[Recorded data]
◆ ◆ ◆ ◆ ◆
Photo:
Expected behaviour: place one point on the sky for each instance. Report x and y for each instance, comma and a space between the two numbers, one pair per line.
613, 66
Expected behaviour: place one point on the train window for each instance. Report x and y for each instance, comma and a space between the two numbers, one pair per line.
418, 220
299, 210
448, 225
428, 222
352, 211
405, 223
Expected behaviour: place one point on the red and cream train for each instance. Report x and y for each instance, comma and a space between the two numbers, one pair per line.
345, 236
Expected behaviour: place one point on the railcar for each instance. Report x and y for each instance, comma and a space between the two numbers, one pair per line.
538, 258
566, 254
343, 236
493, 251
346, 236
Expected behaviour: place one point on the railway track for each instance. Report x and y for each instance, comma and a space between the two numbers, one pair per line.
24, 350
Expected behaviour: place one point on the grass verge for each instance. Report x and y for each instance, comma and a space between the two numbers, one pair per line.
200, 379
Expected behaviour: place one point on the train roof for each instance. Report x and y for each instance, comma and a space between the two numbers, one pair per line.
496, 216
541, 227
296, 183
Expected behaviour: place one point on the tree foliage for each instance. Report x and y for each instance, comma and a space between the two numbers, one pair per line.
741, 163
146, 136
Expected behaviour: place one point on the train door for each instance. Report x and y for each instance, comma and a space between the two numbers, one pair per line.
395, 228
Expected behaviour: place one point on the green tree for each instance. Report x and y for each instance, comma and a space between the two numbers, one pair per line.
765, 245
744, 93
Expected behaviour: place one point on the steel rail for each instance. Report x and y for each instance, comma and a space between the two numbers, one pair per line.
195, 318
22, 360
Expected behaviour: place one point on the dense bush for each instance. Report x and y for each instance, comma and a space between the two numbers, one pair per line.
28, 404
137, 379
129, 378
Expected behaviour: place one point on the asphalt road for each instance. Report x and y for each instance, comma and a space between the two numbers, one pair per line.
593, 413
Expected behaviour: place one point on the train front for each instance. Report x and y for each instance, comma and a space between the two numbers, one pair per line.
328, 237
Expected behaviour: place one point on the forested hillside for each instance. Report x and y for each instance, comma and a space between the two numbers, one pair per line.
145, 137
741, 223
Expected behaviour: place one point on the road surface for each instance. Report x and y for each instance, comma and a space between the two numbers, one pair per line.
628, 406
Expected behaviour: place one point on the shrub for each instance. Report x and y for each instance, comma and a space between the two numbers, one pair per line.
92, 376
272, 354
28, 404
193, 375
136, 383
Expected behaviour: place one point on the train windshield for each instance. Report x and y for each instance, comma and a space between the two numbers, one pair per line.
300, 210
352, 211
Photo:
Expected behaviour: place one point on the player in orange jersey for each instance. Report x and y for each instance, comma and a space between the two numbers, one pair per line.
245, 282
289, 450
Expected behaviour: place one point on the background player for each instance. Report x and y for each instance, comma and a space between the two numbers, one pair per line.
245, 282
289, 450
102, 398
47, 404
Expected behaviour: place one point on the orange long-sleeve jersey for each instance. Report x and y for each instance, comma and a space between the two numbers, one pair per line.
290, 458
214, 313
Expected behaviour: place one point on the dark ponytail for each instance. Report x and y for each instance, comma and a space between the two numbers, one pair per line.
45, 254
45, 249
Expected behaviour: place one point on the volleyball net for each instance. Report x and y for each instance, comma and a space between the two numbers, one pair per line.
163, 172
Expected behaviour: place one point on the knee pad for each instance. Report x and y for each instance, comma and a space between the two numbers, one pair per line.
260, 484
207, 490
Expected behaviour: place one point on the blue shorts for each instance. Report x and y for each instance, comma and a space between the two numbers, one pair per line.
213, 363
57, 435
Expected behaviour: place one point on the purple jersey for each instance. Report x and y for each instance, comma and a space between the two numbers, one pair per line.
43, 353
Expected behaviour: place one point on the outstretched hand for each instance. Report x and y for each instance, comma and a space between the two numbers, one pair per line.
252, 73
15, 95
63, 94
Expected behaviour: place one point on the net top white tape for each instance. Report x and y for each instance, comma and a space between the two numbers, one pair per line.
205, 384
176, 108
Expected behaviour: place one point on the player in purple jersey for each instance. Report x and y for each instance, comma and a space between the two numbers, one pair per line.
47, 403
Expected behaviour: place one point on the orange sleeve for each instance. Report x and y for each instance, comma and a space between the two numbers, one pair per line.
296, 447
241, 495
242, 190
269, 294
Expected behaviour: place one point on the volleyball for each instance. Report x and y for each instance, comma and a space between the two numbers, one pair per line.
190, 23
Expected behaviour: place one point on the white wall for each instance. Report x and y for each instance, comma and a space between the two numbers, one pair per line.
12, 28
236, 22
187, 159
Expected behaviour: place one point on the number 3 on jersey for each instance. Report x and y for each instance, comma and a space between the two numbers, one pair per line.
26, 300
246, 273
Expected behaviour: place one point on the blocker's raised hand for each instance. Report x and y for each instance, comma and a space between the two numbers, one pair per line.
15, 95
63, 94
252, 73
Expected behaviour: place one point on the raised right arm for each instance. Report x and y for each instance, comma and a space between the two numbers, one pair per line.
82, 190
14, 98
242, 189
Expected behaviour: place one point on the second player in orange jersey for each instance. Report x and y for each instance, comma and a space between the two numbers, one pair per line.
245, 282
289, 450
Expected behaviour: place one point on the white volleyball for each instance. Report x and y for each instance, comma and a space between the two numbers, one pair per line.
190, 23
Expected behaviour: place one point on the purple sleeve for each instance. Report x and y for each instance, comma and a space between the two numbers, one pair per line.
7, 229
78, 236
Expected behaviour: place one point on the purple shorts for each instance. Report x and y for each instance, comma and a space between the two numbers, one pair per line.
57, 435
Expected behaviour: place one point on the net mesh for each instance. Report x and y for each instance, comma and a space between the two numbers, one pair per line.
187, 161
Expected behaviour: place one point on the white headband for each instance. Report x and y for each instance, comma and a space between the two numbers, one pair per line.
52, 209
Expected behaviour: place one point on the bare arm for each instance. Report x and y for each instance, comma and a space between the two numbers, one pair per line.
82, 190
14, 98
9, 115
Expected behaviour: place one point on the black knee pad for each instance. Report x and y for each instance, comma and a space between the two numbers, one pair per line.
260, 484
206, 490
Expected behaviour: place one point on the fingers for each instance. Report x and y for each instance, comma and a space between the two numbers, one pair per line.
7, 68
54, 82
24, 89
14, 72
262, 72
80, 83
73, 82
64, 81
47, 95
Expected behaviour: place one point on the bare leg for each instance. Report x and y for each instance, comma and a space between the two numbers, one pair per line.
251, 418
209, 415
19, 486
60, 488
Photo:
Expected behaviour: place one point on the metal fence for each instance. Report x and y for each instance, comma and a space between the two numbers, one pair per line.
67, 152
◆ ◆ ◆ ◆ ◆
What to work on -> All the data above must be copied again. Leave nothing out.

Response to this task ->
Photo:
Expected behaviour: place one point on the sky for each instance. Report x and y for each instance, comma and a space between the two numbers, one pair per line.
613, 66
Expected behaviour: place one point on the train window for each instance. Report x and y for each instance, comma and a space between the two numbers, one pair per line.
418, 220
299, 210
448, 225
428, 222
352, 211
405, 223
Expected behaviour: place one point on the red and cream train for each instance. Report x and y for each instance, comma and a space between the two numbers, one pair per line.
345, 236
Expected behaviour: place one point on the railcar for each instance. Report x and y for each instance, comma and a space between the two numbers, one pair per line.
538, 258
566, 254
343, 236
493, 251
346, 236
Expected behaviour: place one point on the railway track for each instance. Report x and y for each instance, comma and a space between the two numbers, one pair per line.
24, 350
Expected behaviour: place one point on the grass verge for each instance. Report x and y for each instance, comma and a space between the two numbers, one pair per line.
200, 379
Expected behaviour: place one point on the train roof for each instance. Report x and y for each instance, comma and a space between the two numbers, one pair per line.
496, 216
541, 227
296, 183
Expected behaviour: place one point on the tree foliage for each instance. Report x and y for each instance, comma and a space between the two numbers, one pair per line.
741, 163
146, 136
Expected behaviour: place one point on the train door for each instance. Report x and y for each instance, comma and a space between the two numbers, one pair per line.
395, 228
Expected behaviour: place one point on the green tree for each instance. Report x and y for each instance, comma and a space between the two numbers, one pair per line.
765, 245
744, 93
Expected behaviour: place one point on the steel rail for each instance. Report x and y for each instance, comma and a space between the two numbers, one pair per line.
195, 318
22, 360
Expected behaviour: place one point on the dense bush for each instance. Report x and y for each instance, comma and a space between the two numbers, one pair per line.
28, 404
137, 379
129, 378
Expected behaviour: place one point on the asphalt road for each instance. Report x and y for each instance, comma and a space between the two numbers, one pair per line.
593, 413
Expected behaviour: place one point on the train front for each instance. Report x and y for each instance, comma and a space between the two numbers, one pair per line.
328, 237
Expected behaviour: place one point on the forested hillside for each instance. Report x and y for each instance, comma and a space between the two numbers, one pair per line.
145, 137
741, 223
Expected behaviour: place one point on the road surface for each instance. Report x and y for each instance, comma and a space between the two numbers, one pair per line.
628, 406
Expected behaviour: place one point on the shrub for each instance. Report x and y for each instance, comma and a space between the two numbers, one pair per line.
92, 376
272, 354
28, 404
193, 375
136, 383
Expected behaviour: place one point on the train windshield for each instance. Report x and y for each instance, comma and a space between the two numbers, one pair per line.
300, 210
352, 211
Photo:
Expected behaviour: place one point on the player in orange jersey for each instance. Report x and y for each instance, comma and a space between the two numbers, one pair per line.
245, 282
289, 450
Expected behaviour: place one point on the background player for each instance. Report x and y for each instance, comma and a space between the two numbers, one pair per line.
245, 282
289, 450
102, 398
47, 404
Expected behaviour: place one point on the orange long-sleeve jersey for each instance. Report x and y for each instance, comma and a space between the two numbers, one pair per line.
290, 458
214, 313
Expected behaviour: place one point on the dark ponytail for each instance. Report x and y for each instance, comma and a space between the two numbers, one pair per line.
45, 254
45, 249
Expected behaviour: place one point on the volleyball net for each instance. Report x and y for each instance, comma and a space between the two numbers, one pair per line.
163, 172
Expected behaviour: place one point on the knee pad for each instance. Report x and y for each instance, comma and a space between the two numbers, one pair per line.
260, 484
207, 490
Expected behaviour: place one point on the blue shorts for each instance. Report x and y for each instance, comma and a space between the two numbers, one pair per line.
213, 363
57, 435
Expected behaviour: place one point on the purple jersey for each instance. Report x and y for each instance, comma and a space between the two numbers, one pair per line.
43, 353
Expected behaviour: place one point on the outstretched hand for each instance. Report x and y for each instance, comma and a space between the two numbers, one pair per line.
252, 73
15, 95
63, 94
Expected behaviour: place one point on the net top white tape for each instance. Report x and y for each instance, comma and a space between the two numbers, one pair per line.
205, 384
176, 108
Expected behaviour: place one point on the player in purple jersey for each instance. Report x and y for each instance, comma and a space between the two numbers, one pair per line.
47, 403
Expected behaviour: place one point on the orange sleeve for each instance. Report x and y for each instance, comma and a space between the two numbers, one pair per line.
296, 447
241, 495
242, 190
269, 294
Expected behaviour: place one point on the volleyball for each instance. Report x and y for each instance, comma and a space between the two numbers, one pair per line.
190, 23
Expected behaviour: place one point on the white wall for each instance. Report x and y for each instance, comma and a space between the two numbers, one pair per line.
12, 28
236, 22
187, 159
Expected behaviour: place one point on the number 3 on jersey for each instance. Report x and y for each instance, comma and a space between the two numbers, one pair per line.
26, 300
246, 273
Expected behaviour: place one point on the blocker's raised hand for each instance. Report x and y for each instance, comma and a space between the two numbers, one pair per line.
15, 95
63, 94
252, 73
Expected behaviour: place one point on the raised right arm for each instance. Report x and y for each instance, comma and a space between the two numbers, one pair per line.
82, 190
14, 98
242, 189
Expected behaviour: place one point on the second player in orange jersey for each instance. Report x and y for each instance, comma and a space between the two numbers, one pair per line.
245, 282
289, 450
Expected behaviour: place one point on the white volleyball for each instance. Report x and y for each instance, comma and a space between the two numbers, one pair per line.
190, 23
Expected behaviour: place one point on the purple sleeve for each instance. Report x and y for each instance, comma and a space between the two numbers, one pair per line.
7, 229
78, 236
Expected behaviour: place one point on the purple shorts for each instance. Report x and y for each instance, comma and a space between the two numbers, one pair per line.
57, 435
Expected behaviour: place one point on the net mesh for each instance. Report x and y for each instance, comma and a space between the two numbers, one pair per line.
187, 161
Expected behaviour: place one point on the white headband for each instance. Report x and y for each instance, comma and a space between the two numbers, one pair per line.
52, 209
Expected behaviour: place one point on the bare arm for each instance. Report x and y for each instance, comma and a space between the two numbers, one pair per line.
82, 190
14, 98
9, 115
Expected behaviour: place one point on the black knee pad for each instance. Report x and y for each instance, comma and a space between the two numbers, one pair per line.
260, 484
206, 490
Expected behaviour: place one point on the fingers for each instance. Report x and y for each instance, comma and a space between the two numbers, one pair per line.
7, 68
54, 82
24, 89
14, 72
262, 72
80, 83
73, 82
64, 81
47, 95
Expected behaviour: place one point on the bare leg for each instance. Report x and y for each instance, comma and a space between the two numbers, one pair per line.
251, 418
209, 415
19, 486
60, 488
Photo:
Expected behaviour: place one point on the metal fence for each instance. Report x and y for each instance, comma and a space between the two numbers, one pair per line.
67, 152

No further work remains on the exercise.